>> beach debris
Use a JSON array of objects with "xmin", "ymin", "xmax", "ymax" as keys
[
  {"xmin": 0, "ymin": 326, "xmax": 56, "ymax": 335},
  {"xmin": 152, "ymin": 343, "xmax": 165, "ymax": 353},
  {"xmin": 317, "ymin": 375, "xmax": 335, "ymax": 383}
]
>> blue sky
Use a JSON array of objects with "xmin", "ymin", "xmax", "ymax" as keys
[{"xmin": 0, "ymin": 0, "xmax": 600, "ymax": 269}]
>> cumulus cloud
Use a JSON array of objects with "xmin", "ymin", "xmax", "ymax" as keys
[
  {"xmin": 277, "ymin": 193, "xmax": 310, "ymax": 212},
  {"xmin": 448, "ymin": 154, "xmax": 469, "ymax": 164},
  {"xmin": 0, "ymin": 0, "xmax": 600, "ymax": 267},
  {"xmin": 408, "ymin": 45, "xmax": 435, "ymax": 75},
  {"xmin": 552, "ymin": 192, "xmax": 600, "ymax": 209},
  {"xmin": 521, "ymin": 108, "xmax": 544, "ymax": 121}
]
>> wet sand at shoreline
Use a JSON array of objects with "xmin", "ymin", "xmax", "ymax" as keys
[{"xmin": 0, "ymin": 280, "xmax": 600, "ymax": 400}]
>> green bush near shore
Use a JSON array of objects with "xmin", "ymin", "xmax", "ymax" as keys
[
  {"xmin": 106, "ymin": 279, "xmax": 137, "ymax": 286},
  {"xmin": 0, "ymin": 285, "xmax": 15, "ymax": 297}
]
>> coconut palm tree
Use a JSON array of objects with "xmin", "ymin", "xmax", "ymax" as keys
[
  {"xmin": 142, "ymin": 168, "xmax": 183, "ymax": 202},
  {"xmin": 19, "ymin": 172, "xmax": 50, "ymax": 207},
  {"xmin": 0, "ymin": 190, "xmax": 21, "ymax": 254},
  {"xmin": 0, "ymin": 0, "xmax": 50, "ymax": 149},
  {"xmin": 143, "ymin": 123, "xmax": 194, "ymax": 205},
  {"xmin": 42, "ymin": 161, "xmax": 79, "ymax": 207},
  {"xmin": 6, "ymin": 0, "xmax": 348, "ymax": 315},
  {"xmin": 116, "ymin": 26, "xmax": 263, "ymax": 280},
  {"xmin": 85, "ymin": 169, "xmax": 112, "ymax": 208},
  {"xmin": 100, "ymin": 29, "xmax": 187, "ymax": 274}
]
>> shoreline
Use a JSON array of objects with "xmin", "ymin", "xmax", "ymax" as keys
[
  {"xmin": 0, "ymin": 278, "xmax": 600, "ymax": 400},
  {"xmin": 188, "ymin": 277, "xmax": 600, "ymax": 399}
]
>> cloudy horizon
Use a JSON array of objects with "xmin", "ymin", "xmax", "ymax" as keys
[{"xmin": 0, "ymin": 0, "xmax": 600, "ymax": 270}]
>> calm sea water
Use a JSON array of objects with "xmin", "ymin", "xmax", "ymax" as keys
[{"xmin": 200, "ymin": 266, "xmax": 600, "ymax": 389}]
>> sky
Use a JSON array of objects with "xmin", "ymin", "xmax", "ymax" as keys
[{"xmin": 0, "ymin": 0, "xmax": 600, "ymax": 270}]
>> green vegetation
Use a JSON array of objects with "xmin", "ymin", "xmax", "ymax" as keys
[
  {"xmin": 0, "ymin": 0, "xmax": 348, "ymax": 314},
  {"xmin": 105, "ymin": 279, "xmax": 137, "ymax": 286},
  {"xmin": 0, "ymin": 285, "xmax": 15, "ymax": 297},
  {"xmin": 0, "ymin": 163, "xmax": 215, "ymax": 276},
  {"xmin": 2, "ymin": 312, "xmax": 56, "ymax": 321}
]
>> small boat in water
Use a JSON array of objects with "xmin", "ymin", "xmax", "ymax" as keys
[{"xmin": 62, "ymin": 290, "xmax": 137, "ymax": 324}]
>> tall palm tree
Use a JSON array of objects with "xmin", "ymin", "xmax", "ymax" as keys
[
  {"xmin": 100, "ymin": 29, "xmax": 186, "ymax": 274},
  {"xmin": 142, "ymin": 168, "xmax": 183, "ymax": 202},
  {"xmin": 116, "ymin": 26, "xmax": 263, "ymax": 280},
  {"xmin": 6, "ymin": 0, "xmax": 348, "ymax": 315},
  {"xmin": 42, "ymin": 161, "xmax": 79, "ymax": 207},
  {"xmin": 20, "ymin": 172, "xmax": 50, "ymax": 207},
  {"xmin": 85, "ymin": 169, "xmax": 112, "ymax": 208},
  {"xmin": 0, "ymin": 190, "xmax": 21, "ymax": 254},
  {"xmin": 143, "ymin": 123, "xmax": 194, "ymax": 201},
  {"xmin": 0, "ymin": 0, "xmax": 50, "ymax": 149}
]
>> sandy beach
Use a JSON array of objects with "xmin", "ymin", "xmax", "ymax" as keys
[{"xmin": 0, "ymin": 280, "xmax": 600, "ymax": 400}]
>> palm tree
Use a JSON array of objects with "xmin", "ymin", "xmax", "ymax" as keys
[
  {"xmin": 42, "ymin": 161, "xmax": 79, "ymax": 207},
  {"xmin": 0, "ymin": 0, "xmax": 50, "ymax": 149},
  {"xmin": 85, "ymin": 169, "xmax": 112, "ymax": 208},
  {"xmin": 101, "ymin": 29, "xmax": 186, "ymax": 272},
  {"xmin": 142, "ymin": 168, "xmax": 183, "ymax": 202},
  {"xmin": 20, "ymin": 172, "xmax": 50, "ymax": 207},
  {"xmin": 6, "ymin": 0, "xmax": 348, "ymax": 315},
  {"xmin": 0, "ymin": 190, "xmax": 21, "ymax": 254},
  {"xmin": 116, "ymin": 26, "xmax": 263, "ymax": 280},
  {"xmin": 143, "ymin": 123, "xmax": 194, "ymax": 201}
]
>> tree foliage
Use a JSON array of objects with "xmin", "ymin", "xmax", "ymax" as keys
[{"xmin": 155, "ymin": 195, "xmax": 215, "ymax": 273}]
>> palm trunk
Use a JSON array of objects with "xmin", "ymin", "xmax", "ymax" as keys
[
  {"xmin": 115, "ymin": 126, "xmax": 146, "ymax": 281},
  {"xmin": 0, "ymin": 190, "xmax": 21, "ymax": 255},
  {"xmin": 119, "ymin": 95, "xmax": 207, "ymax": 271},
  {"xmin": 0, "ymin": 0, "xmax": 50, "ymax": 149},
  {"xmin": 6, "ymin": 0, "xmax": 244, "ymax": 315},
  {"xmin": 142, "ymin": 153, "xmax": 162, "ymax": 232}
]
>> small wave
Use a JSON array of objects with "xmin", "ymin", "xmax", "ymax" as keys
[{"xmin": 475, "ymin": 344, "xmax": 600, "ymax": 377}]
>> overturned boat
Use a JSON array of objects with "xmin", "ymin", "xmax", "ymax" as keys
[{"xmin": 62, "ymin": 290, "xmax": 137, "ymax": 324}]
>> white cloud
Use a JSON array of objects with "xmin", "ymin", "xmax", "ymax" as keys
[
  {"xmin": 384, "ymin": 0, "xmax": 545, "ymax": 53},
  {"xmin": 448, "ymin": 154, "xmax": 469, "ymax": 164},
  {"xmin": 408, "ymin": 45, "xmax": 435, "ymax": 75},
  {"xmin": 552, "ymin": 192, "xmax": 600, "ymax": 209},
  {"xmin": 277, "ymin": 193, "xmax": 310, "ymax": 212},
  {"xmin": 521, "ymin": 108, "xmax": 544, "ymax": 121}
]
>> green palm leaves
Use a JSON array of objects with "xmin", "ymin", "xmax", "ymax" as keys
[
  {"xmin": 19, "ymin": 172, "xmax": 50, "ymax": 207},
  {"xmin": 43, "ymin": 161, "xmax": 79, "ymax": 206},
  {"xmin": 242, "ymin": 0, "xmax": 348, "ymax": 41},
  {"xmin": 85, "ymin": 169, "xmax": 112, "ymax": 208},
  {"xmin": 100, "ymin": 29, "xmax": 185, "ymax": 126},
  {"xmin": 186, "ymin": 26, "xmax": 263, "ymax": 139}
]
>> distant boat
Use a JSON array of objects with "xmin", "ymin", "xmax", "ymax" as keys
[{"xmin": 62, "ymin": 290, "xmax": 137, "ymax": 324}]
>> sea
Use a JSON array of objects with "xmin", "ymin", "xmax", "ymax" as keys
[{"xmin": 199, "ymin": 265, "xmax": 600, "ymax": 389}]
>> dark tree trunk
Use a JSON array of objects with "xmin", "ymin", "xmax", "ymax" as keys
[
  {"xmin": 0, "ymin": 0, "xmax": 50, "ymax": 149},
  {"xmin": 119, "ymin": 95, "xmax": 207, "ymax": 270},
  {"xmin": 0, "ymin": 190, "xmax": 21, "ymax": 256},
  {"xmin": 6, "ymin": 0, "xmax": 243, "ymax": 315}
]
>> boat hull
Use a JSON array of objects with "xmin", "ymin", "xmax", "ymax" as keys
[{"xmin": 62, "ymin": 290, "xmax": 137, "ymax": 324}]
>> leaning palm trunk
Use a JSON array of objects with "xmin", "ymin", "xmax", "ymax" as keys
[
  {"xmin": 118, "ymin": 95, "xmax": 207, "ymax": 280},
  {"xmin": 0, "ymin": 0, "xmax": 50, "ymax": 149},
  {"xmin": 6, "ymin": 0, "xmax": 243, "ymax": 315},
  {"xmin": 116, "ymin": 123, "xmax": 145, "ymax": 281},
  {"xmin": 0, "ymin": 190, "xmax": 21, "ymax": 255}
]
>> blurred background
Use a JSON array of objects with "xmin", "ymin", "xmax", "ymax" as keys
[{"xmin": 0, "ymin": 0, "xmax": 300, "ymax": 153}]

==

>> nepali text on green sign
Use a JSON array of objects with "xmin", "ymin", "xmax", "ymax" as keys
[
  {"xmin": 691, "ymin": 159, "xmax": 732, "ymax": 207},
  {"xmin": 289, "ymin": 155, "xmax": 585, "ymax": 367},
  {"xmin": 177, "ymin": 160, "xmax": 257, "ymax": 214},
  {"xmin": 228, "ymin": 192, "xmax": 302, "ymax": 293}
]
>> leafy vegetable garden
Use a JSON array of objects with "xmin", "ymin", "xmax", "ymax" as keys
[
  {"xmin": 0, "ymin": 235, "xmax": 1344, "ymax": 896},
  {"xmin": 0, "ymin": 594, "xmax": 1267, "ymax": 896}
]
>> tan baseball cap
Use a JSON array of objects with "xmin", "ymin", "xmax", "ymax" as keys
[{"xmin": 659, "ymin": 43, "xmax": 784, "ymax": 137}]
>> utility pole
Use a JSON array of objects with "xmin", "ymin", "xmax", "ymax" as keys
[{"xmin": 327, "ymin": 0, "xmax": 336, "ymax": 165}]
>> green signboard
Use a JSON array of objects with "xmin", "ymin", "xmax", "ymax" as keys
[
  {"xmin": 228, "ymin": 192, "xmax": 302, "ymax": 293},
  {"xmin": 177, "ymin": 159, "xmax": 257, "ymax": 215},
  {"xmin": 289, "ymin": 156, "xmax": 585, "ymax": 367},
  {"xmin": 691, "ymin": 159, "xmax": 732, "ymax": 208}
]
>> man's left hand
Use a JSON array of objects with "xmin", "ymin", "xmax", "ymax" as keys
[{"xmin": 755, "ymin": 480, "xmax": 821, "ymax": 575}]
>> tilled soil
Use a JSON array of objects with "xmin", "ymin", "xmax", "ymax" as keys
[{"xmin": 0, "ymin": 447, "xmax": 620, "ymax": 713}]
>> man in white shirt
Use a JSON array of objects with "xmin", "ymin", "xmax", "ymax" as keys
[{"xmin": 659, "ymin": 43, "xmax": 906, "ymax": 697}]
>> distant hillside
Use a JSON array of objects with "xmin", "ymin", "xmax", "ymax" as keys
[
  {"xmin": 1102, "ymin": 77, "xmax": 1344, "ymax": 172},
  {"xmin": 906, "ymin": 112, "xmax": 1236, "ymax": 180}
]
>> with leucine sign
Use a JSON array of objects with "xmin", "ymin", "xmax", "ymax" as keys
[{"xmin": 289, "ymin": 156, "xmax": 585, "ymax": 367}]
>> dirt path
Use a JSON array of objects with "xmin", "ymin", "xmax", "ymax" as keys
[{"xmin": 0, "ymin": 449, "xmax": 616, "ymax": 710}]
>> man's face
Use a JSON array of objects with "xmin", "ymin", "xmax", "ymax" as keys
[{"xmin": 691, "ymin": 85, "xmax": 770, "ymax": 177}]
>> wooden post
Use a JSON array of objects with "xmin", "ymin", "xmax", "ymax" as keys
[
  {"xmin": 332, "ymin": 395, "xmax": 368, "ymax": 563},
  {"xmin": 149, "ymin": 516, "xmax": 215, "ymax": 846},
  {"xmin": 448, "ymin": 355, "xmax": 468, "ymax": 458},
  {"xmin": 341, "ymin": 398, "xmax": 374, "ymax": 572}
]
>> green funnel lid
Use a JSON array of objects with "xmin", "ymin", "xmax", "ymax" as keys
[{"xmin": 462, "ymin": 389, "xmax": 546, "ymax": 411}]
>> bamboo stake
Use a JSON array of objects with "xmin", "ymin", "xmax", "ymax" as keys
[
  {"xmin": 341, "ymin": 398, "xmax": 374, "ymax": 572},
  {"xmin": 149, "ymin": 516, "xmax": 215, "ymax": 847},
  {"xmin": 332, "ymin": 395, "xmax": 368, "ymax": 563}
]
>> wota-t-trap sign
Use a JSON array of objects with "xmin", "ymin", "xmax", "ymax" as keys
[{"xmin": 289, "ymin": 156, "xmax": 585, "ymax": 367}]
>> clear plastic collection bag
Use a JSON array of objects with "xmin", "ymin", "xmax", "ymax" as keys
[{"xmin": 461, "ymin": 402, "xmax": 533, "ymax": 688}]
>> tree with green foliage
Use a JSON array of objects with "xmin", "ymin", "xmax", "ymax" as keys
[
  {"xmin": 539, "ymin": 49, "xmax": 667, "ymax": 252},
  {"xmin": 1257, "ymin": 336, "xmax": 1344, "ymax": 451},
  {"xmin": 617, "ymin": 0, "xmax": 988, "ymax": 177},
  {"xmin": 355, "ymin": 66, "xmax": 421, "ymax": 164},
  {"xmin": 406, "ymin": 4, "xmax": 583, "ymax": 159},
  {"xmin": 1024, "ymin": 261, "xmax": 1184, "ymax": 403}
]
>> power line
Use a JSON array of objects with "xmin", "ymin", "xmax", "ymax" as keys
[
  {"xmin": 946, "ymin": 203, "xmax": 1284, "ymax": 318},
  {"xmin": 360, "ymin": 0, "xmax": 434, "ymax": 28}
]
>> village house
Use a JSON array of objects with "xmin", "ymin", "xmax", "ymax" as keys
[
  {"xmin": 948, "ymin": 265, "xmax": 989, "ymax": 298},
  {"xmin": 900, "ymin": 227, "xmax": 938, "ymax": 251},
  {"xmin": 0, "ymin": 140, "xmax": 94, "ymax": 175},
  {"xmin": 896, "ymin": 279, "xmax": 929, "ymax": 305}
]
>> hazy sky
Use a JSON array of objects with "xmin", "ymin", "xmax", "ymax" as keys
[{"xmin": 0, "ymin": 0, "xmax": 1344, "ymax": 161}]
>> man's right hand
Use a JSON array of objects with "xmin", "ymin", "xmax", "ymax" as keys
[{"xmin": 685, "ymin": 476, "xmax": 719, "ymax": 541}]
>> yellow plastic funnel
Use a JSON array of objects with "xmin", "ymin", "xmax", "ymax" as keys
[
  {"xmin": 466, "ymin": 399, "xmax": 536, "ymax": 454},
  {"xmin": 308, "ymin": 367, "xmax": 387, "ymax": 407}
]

==

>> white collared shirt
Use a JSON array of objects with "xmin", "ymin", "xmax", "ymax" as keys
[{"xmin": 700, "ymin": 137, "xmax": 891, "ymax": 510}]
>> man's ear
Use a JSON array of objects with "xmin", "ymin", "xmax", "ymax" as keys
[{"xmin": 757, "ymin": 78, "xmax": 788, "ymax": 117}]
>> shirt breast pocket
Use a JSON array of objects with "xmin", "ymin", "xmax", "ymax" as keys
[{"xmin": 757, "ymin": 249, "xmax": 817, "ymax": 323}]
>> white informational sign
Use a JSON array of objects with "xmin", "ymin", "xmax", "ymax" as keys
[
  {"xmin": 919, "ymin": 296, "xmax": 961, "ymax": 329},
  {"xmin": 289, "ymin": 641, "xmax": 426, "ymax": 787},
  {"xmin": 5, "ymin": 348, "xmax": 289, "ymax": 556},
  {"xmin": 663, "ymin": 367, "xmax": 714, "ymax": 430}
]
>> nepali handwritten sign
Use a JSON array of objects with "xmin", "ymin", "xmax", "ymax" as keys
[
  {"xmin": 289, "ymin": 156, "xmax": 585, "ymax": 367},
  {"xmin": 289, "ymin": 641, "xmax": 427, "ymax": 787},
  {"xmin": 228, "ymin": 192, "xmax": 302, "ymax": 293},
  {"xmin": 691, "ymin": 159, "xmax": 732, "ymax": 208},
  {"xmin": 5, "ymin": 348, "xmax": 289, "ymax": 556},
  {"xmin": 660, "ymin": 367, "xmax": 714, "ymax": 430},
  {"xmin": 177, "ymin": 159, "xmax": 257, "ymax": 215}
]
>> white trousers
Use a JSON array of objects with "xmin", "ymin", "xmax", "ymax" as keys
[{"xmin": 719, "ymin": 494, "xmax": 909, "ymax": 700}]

What needs to be done
Collect every line of the items above that contains the word "nepali", and copy each one out in full.

Answer for this exercise
>> nepali text on green sign
>> nepali handwritten sign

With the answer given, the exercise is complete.